TASKS TO COMPLETE:
A - Reproduce the part of the reclamation passage starting with "Few individuals in" and going on through "the natural world.", word for word.
B - Pick up the reclamation passage after its final sentence and keep writing it.

PASSAGE TO READ:
○ ○ ○

Few individuals in human history have had as great an influence on the physical landscape of the world as did Dominy. And his case makes clear that a one-dimensional conception of power is insufficient in the analysis of California’s (and more broadly the West’s) relationship with water. More essential than greed or narrow self-interest is the relation to nature inscribed in the projects executed by Dominy and his political allies. According to this view, nature is insignificant in the absence of utility extraction. But it would be incorrect to interpret Dominy’s version of reclamation as the simple instrumentalization of nature. It contained a distinctive moral vision characterized by an imperative to reengineer the natural world.

“Reclamation is the father of putting water to work for man,” Dominy explained. “The challenge to man is to do and save what is good but to permit man to progress in civilization.”[13] According to this view, an undammed river is a waste. “I’ve seen all the wild rivers I ever want to see,” he declared in a 1966 speech.[14] Responding to his ideological nemesis David Brower, then Executive Director of the Sierra Club, he argued, “I’m a greater conservationist than you are, by far. I do things. I make things available to man. Unregulated, the Colorado River wouldn’t be worth a good God damn to anybody.”[15] Asked if the benefits of damming the Sacramento and Columbia rivers were worth the damage it caused to salmon runs, he was equally unapologetic. “I think it’s worth it, yes. I think there are substitutes for eating salmon… You can eat cake.”[16]

Big water projects have been mostly politically out of favor in the United States for the last few decades. But even the winding down of the era for which Dominy serves as a prime exemplar is framed in reclamationist terms. Rather than admit defeat, the Bureau of Reclamation declares victory:

“The arid West essentially has been reclaimed. The major rivers have been harnessed and facilities are in place or are being completed to meet the most pressing current water demands and those of the immediate future.”[17]

And while few defenders of developmentalist water management practices would make their case in Dominy’s terms today, there is plenty of evidence to conclude that reclamation was in fact victorious. Floods no longer threaten Sacramento on a regular basis, Los Angeles and San Diego have been able to grow by orders of magnitude, and California is the agricultural hub of the United States. Reclamation endures, not simply in the minds of its proponents, but in the very places and productive capacities that were “reclaimed” and continuously present themselves to us as immutable fixtures of the universe.

○ ○ ○

GIVEN DATA:
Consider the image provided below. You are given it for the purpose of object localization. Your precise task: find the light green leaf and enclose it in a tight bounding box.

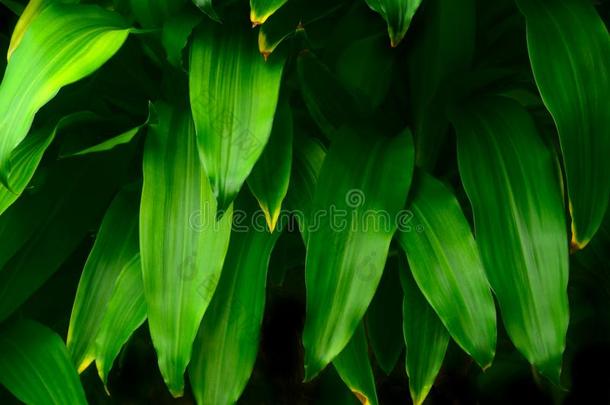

○ ○ ○

ANSWERS TO THE TASKS:
A -
Few individuals in human history have had as great an influence on the physical landscape of the world as did Dominy. And his case makes clear that a one-dimensional conception of power is insufficient in the analysis of California’s (and more broadly the West’s) relationship with water. More essential than greed or narrow self-interest is the relation to nature inscribed in the projects executed by Dominy and his political allies. According to this view, nature is insignificant in the absence of utility extraction. But it would be incorrect to interpret Dominy’s version of reclamation as the simple instrumentalization of nature. It contained a distinctive moral vision characterized by an imperative to reengineer the natural world.

B -
Marx argued that humans make their own history, not “under self-selected circumstances, but under circumstances existing already, given and transmitted from the past.”[18] In this sense, the built environment is both a reflection of the time in which it was built and a conditioner of the present. Physical structures built with reclamationist justifications continue to mediate social relations. We cannot escape the influence of our collective inheritance through a simple act of disavowal. But rendering that inheritance visible is a precondition for living responsibly as a collective.

California today: living in the house reclamation built

For most Californians the circumstances handed down from the era of reclamation are invisible, or rather, so visible that they are naturalized. It is only under conditions like the present extreme drought—especially against the backdrop of anxieties about the destabilizing prospects of climate change—that we have an opportunity to actively confront them. Images of half-empty reservoirs with “bathtub-rings” show how far below capacity they are. Mandatory moratoriums on car-washing and lawn-watering are in effect in many parts of the state. Farm workers are being laid off. Previously productive land lays fallow. Unsustainable groundwater pumping dries out wells and causes land subsidence. Species that were endangered by the manipulation of their habitats for the extraction of water are in a more precarious position than ever. What reclamation rendered unproblematic, fixed, and economically necessary, now appears fragile, even dangerous.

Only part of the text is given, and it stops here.